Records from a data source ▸

----

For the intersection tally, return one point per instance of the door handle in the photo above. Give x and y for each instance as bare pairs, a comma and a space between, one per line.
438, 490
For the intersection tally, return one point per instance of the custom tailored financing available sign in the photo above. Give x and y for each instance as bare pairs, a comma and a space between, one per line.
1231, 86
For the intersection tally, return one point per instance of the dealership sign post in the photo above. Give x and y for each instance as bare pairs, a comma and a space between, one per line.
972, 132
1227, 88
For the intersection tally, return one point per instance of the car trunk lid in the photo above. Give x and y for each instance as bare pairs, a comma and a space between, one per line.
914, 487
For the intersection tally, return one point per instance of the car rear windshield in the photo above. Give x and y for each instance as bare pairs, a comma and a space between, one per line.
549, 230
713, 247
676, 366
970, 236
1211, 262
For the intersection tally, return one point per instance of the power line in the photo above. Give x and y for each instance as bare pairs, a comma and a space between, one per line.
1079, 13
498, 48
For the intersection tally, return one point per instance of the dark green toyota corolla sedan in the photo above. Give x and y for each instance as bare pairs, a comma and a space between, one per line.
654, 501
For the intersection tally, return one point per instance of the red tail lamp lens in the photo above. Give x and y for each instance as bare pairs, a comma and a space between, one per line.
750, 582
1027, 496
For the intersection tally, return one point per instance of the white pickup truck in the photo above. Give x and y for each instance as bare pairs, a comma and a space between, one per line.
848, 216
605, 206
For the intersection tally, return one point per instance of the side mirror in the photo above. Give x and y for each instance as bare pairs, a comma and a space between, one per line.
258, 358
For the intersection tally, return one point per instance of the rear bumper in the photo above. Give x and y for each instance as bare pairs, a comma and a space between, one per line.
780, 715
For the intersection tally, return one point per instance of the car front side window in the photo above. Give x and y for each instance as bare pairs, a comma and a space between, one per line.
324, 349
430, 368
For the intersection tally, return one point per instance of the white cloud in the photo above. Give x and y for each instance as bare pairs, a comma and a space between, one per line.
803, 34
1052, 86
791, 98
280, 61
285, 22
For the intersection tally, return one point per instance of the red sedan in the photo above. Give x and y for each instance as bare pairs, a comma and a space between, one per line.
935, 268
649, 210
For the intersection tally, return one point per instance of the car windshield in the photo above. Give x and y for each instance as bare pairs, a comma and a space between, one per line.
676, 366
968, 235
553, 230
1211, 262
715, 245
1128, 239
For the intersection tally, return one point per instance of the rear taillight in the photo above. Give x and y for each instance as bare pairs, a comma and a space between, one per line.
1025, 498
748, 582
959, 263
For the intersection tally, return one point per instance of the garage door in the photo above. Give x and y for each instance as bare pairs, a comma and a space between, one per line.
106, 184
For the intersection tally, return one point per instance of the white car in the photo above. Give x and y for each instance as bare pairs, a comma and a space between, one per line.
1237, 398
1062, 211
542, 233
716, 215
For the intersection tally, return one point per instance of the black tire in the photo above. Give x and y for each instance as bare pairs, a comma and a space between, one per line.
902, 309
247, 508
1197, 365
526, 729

----

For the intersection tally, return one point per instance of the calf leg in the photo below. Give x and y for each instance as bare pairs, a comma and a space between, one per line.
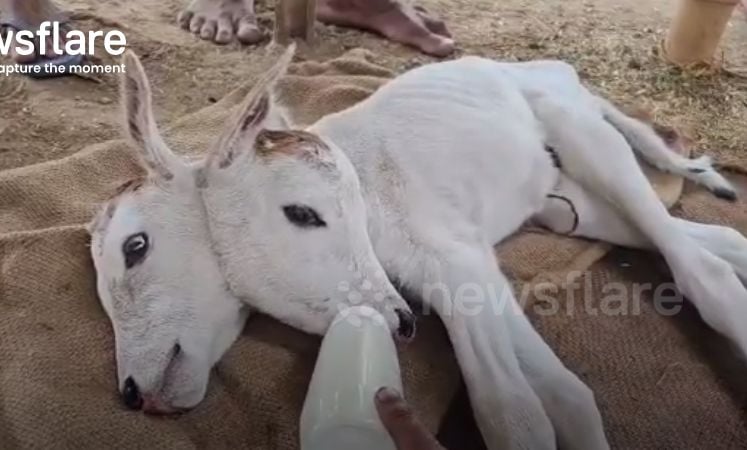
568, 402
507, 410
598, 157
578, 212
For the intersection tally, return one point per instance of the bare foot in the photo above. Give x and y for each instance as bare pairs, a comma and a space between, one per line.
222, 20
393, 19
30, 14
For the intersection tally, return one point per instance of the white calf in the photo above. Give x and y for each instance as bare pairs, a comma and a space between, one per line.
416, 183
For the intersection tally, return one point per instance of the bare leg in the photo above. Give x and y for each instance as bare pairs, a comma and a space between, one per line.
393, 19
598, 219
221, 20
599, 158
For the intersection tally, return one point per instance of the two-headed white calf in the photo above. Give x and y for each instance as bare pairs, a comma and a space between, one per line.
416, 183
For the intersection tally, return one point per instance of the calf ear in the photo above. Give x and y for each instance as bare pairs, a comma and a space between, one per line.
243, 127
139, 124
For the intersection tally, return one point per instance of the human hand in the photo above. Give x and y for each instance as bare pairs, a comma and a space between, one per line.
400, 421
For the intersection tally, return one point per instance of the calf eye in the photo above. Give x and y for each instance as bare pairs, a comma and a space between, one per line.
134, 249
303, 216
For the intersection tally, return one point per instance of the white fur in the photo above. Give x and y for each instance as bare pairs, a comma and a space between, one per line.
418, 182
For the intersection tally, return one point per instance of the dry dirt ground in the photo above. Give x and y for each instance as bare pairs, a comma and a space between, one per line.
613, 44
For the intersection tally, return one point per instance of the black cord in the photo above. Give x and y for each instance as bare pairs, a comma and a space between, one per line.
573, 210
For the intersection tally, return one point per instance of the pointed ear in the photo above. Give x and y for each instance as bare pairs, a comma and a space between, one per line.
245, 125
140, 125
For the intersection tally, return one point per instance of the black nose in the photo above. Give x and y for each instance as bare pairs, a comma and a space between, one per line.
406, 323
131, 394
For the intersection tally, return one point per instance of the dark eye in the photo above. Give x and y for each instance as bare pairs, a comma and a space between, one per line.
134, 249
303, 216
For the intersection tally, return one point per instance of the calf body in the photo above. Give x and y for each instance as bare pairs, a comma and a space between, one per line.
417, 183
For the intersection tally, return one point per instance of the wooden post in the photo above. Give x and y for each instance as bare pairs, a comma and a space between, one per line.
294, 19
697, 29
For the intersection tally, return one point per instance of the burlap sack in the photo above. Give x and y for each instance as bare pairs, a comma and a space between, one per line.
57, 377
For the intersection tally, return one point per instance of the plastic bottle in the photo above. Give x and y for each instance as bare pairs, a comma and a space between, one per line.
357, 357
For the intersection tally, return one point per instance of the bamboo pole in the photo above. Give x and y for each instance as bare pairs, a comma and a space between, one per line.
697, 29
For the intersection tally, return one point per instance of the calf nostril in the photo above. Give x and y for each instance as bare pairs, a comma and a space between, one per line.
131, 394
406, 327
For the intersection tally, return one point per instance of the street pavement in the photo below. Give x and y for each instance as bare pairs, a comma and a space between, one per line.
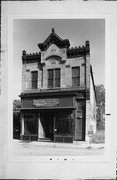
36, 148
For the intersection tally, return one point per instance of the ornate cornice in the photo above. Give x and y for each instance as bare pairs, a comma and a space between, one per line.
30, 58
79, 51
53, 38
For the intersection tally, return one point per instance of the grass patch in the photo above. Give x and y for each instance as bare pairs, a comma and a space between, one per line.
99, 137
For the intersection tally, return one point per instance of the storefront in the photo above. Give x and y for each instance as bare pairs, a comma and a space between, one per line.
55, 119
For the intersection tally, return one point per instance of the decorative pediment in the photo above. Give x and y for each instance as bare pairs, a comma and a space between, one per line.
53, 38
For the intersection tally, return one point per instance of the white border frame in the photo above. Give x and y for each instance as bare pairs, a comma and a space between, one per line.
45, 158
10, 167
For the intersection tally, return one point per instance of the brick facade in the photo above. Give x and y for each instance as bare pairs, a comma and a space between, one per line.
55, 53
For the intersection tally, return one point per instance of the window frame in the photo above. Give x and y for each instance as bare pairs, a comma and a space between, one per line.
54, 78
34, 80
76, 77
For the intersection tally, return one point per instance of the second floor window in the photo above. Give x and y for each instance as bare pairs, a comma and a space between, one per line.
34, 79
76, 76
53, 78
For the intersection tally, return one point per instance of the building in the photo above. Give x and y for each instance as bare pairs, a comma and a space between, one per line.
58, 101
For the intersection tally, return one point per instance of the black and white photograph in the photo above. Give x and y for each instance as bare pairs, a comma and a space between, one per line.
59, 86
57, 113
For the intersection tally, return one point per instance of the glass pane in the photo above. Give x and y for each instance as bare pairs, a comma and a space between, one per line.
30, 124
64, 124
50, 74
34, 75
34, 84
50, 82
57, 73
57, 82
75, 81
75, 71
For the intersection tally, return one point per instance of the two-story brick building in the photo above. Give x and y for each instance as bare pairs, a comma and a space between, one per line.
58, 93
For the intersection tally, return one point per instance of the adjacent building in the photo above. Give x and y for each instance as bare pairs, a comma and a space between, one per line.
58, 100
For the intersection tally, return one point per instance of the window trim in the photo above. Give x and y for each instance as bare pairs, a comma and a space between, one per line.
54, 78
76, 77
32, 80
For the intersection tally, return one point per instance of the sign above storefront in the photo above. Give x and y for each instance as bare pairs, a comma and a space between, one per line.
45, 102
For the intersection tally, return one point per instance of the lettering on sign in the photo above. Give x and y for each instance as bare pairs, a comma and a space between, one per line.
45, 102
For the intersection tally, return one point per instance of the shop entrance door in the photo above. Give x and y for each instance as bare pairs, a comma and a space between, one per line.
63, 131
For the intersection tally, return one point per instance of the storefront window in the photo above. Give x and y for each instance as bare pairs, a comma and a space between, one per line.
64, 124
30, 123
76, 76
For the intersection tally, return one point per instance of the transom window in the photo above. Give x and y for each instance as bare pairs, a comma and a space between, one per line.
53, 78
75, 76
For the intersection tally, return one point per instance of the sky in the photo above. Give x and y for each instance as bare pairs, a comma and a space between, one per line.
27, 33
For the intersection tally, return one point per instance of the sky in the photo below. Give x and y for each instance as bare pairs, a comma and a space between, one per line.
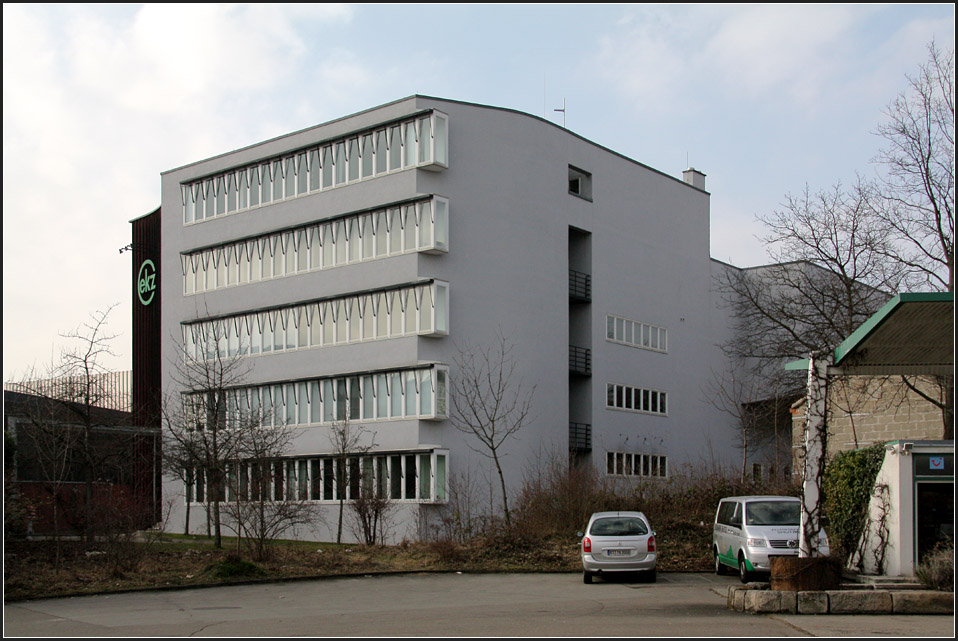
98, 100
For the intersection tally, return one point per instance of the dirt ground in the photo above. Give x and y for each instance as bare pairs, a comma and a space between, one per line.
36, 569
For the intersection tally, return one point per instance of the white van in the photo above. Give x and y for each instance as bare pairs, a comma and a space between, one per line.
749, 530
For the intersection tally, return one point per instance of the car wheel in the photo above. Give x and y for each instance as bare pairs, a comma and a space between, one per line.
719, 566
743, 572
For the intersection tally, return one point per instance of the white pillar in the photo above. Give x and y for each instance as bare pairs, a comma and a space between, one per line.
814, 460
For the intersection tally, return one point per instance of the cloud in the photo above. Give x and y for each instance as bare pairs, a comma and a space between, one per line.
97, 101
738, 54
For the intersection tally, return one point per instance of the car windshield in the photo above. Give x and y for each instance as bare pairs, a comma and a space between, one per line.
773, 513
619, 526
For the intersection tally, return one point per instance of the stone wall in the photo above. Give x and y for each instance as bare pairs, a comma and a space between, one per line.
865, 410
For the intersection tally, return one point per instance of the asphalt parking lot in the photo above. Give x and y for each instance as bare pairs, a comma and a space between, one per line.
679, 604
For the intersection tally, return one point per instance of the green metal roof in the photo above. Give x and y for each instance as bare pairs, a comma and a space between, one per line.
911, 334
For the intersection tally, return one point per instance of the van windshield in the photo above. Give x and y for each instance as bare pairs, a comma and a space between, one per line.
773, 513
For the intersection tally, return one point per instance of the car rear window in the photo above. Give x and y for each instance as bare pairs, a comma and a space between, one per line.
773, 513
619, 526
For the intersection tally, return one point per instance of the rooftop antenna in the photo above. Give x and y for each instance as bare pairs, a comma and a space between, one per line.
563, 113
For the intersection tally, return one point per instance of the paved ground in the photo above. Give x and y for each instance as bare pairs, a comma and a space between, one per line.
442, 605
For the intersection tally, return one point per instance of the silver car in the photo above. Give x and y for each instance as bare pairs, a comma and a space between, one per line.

----

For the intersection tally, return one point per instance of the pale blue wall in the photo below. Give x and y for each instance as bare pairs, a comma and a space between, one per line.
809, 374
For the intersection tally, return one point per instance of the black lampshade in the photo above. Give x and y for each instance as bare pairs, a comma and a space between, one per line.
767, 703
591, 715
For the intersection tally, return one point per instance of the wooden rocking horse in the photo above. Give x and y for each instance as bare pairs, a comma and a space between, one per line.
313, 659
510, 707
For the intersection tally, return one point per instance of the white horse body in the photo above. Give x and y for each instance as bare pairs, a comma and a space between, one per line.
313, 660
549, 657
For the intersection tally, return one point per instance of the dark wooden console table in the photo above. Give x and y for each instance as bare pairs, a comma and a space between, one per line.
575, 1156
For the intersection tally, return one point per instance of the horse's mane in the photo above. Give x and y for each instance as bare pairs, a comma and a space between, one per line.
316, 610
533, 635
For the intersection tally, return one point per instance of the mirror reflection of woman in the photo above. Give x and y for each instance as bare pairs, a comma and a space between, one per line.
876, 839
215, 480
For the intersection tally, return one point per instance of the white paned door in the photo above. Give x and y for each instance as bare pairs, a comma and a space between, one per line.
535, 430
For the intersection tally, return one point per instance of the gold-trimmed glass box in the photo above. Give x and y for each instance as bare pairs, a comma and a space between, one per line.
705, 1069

----

Would you output, from the records above, exactly the run of lines that starts at the line containing "of the green" and ends at the line containing "of the silver", and only that run?

ANSWER ▸
For the intersection tally, return one point per instance of the green metal roof in the photo above. Give x and y for each instance as bare pairs, a comma and a space between, one per line.
911, 334
For the intersection tally, return one point per instance of the van windshield in the photo above. Give x and y for each instance as bare pairs, a comma and a space between, one per line.
773, 513
For the intersection tally, return one point per instance of the car rear window in the photo above. Give x and y for each instance as bare pairs, a comma and a space between, one per line.
773, 513
619, 526
For the intersection tally, return one point per instance of the rooftop antenna in the photo above. Give x and y for each instance as bare pairs, a comma and a space between, one per line.
563, 113
For the intersection tally, return one point per instance of the paved ground in the photo above. Give x and y for each instance as bare pairs, a comma and a space between, one per line.
442, 605
For the intersection tally, return one point per instance of the silver car in the photo above. Give x and y for each instance as bare pairs, a comma and a space between, one per line.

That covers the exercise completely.